[WHAT YOU WILL DO]
From the line that includes "pick out the fence" to the closing line of the data, please transcribe every line exactly and add nothing.

Top of DATA IN THIS EXERCISE

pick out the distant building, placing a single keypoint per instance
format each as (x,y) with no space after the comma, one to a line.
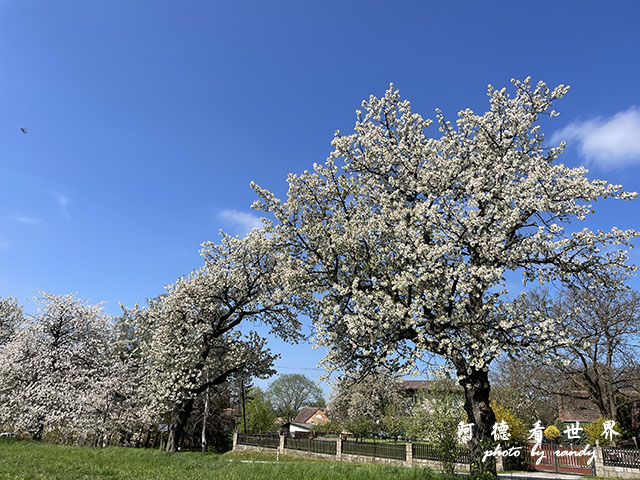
(312,415)
(577,407)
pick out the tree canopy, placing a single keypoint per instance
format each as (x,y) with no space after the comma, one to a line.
(400,243)
(289,393)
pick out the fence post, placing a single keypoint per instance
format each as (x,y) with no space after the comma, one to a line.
(598,464)
(409,454)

Bottom of DATA IN THIS EXERCISE

[SOLUTION]
pick out the fence post, placing a single keypoint per instance
format each as (x,y) with no space after the comma, one to a line.
(598,464)
(409,454)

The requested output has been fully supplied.